__Task item 1__:
In the write-up of the Greater Manchester roundtable, who chaired the discussion?
__Task item 2__:
Extend the Greater Manchester roundtable write-up beyond its final sentence.

__Text segment__:
=== Section Start ===

How to marry ambitious proposals for Greater Manchester with the demands of social value and sustainability was at the heart of this wide-ranging debate hosted by BWB Consulting.
The “Making Greater Manchester Greater: Delivering Sustainable Town Centre Rejuvenation, Affordable Placemaking and an Integrated Transport Network” roundtable was an opportunity to discuss the challenges that face the region as it continues its mission to be a good place to live, work, invest and visit.
Aiming to both debate and evaluate “the Greater Manchester challenge” as a whole, the roundtable looked holistically at the needs and symbiotic interdependencies which need delivery in unison to make Greater Manchester greater.
The participants were:
- Colette McKune, ForHousing
- Jon Matthews, Jon Matthews Architects
- Joe McCaul, McCauls
- Andrea George, Bruntwood Works
- Max Bentham, Muse Developments
- Tom Fenton, FEC
- Simon Warburton, Transport for Greater Manchester
- Deborah McLaughlin, consultant
- Graham Sant, BWB Consulting
- George Isles, BWB Consulting
The discussion was chaired by Paul Unger, publisher of Place North West.
BWB is a multi-award-winning engineering and environmental consultancy delivering transformative placemaking, sustainable urban development and world-class transportation solutions. BWB is part of the CAF Group, a global leader in the delivery of transportation and mobility solutions.
Talking points from the roundtable:
Max Bentham: “There is no ‘one size fits all’ approach. If you go to different town centres each has its history, its own merits. We need to get under the skin of that to understand what the right solution is for different town centres.”
Andrea George: “The music to my ears is actually that everybody is talking about community first. In the past everybody was given what every other town centre had. We’ve spent some time unpicking a town centre understanding who the community is – that data capture is really important to understand the consumer behaviours and why somebody might want to go to that town centre.”
Jon Matthews: “I am seeing a lot of identikit thinking and the worry is that town centres are becoming middle-class playgrounds. The debate should be moving on not from ‘should it be retail-led’ but ‘how do we make it more inclusive’.”
Colette McKune: “The quantum of [housing retrofit] spend within Greater Manchester over the coming 20 years is absolutely huge, and if we don’t really think now about how we’re going to do that, how we’re going to collaborate [then it won’t work].”
Joe McCaul: “If there was a local authority involved and the local authority was able to add value by bringing other sites or maybe down to planning if there was a better route for developers that want to be engaged with affordable housing providers [that would help the development market]. We find sometimes that Section 106 is bogged down with strange rules that just stall things.”

=== Section End ===

__Data supplied__:
=== Section Start ===

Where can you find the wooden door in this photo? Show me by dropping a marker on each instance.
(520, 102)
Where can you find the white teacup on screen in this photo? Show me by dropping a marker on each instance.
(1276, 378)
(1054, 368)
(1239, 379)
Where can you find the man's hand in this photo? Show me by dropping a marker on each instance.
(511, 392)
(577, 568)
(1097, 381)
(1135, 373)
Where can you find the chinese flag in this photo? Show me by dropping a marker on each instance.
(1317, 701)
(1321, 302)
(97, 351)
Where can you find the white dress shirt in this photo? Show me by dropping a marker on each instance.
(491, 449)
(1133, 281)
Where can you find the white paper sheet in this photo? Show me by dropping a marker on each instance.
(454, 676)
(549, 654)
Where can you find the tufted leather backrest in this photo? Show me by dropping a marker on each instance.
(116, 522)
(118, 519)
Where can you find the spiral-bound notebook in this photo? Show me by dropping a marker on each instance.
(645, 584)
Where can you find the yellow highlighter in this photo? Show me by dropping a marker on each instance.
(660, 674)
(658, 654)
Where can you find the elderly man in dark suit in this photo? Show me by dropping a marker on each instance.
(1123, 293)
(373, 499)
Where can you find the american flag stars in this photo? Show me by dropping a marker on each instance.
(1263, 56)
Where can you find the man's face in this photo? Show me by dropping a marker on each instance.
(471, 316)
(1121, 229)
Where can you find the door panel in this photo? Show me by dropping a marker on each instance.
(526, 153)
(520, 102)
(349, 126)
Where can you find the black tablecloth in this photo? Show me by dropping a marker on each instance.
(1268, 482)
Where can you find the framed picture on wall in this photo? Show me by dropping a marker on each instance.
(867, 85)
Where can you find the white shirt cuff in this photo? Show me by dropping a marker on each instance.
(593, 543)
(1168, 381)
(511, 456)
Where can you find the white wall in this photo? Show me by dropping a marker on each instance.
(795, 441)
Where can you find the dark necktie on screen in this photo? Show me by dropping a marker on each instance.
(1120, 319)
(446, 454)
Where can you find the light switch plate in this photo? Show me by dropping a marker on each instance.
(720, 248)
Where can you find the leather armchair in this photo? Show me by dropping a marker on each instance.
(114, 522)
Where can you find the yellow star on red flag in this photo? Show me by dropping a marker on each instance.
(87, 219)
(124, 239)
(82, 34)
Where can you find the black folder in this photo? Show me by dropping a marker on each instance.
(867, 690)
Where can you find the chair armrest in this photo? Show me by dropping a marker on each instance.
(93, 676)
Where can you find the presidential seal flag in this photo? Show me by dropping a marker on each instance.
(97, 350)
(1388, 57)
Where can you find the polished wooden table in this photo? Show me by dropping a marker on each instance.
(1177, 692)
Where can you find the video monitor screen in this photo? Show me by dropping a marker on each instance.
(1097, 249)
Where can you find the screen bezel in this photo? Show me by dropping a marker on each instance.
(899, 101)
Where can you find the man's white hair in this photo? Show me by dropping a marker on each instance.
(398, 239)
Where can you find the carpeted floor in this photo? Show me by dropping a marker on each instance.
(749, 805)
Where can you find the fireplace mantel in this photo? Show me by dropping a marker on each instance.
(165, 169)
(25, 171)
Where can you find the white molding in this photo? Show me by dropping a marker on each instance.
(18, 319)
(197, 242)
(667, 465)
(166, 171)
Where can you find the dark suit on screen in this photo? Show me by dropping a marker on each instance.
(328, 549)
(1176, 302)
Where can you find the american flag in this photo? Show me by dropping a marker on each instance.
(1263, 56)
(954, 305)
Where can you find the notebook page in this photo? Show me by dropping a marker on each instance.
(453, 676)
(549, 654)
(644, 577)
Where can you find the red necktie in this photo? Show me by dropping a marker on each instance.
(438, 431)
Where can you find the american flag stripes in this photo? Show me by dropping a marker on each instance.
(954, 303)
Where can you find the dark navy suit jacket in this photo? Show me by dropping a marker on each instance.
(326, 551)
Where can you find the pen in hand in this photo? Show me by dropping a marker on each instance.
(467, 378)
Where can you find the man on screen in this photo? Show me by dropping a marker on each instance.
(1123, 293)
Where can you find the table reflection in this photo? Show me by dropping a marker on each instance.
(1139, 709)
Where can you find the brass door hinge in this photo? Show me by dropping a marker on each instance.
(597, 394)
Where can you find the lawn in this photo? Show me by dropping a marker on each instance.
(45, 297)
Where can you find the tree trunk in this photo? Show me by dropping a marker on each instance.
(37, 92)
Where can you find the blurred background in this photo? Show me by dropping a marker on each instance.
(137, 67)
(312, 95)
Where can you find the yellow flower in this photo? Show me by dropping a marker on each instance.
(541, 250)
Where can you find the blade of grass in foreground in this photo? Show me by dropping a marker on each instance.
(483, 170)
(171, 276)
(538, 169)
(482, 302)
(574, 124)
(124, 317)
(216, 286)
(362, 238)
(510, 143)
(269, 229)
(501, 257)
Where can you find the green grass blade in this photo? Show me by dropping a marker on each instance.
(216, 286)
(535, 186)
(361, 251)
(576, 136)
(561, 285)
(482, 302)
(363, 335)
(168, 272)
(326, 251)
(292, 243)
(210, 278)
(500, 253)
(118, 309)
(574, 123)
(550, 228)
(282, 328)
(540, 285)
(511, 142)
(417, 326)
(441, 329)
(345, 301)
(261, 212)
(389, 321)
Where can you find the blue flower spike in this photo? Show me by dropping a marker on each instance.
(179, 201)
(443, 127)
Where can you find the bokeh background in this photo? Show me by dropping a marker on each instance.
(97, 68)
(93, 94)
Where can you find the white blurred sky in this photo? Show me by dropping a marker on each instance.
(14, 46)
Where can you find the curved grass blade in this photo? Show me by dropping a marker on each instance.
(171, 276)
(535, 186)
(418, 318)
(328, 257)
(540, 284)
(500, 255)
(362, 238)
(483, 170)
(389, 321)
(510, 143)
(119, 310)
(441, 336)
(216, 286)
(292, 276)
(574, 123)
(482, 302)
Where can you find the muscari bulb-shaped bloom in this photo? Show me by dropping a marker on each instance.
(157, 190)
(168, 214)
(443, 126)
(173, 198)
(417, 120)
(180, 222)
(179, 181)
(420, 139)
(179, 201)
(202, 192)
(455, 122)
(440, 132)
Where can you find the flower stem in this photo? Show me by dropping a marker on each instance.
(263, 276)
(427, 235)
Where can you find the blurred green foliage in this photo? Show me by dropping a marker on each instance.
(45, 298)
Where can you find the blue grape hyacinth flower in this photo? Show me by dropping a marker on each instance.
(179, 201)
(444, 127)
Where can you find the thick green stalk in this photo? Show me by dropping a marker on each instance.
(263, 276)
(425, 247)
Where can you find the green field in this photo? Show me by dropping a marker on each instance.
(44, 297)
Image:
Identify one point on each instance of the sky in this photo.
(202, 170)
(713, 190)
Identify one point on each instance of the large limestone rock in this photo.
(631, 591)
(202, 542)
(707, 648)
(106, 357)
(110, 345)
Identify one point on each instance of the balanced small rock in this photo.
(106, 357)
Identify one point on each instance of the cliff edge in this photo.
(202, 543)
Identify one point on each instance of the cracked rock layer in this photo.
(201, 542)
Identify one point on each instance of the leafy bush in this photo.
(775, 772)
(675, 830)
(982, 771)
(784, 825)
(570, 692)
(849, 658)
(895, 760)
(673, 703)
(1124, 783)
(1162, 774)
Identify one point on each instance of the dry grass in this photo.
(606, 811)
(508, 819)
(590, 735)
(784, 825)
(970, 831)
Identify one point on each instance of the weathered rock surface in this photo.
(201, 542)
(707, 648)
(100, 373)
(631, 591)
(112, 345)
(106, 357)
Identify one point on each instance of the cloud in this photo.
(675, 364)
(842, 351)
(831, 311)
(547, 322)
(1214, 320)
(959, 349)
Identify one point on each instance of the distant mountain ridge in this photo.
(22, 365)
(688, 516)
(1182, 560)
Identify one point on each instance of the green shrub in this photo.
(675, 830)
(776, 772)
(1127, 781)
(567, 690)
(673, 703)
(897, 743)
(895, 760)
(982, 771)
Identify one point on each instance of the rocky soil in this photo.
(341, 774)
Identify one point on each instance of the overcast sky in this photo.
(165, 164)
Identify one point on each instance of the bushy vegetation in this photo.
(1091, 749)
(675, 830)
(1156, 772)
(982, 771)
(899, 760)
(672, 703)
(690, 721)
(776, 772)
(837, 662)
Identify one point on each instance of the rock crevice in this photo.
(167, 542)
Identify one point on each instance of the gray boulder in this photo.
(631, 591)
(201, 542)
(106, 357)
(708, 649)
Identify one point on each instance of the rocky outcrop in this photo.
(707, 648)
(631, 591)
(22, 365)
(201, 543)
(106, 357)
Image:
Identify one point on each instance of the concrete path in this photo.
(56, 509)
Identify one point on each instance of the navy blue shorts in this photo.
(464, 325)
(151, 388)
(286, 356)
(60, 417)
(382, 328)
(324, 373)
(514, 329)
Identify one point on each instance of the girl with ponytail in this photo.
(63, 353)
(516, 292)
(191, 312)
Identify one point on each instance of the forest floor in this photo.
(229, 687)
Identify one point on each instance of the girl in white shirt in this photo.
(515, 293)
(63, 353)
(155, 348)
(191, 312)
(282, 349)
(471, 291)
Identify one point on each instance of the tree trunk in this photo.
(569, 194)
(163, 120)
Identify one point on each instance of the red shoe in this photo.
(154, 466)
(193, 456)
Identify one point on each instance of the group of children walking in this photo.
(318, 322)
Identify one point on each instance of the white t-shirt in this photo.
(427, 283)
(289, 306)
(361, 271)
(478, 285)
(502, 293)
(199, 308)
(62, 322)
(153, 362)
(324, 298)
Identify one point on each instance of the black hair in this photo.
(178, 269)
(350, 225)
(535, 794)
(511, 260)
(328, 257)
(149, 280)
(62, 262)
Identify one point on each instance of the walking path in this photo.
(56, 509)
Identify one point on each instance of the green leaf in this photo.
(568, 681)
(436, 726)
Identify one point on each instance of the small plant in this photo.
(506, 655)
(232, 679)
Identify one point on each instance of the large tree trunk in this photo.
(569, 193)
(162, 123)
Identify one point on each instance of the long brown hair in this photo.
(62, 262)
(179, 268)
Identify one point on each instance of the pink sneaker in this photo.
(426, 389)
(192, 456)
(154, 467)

=== Section End ===

__Answer section 1__:
Paul Unger, publisher of Place North West, chaired the discussion.

__Answer section 2__:
George Isles: “Who owns the land, is it local authority or the developers? How do we release that land for development? How do we remediate it? How do we take the risk away from the developer, which is reducing the amount of affordable housing they can accommodate?”
Deborah McLaughlin: “Who is going to hold a stewardship role for some of our town centres once they are regenerating and check in to see how they are performing and ask ‘what can we do’ rather than wait for them to deteriorate which has happened in the past.”
Graham Sant: “We have talked previously through government about levelling up the North-South divide I often wonder whether or not we should be looking at our own internal divide across Greater Manchester. Some areas clearly need more investment than they get and yet they are not seen as a priority. There needs to be more done to equalise that balance to give investors the attraction.”
Tom Fenton: “A food market is not the silver bullet. Altrincham was on its knees when the market was reinvented. I think there’s a place for it without doubt, but equally landlords need to be flexible and more entrepreneurial in their approach to attracting these businesses, taking a long-term view and a partnership in activating the ground floor and what that does for the wider regeneration.”
Simon Warburton: “We’ve got a public transport system that is dependant on its fare book in order to cover costs and we’ve been hiding that for the time being because there had been temporary pandemic management funds in place.
“We now need quite an extensive period of transition between now the middle of the decade to make sure that we don’t pursue a carbon agenda that is actually socially exclusive.”
Jon Matthews: “Now the money is betting on sustainability and I think that’s the biggest sea change in everything. I think we have got to be careful on retrofit. You have to look at it collectively with a clear conscience and a clear mind and sometimes it doesn’t work, it’s not the answer for everything.”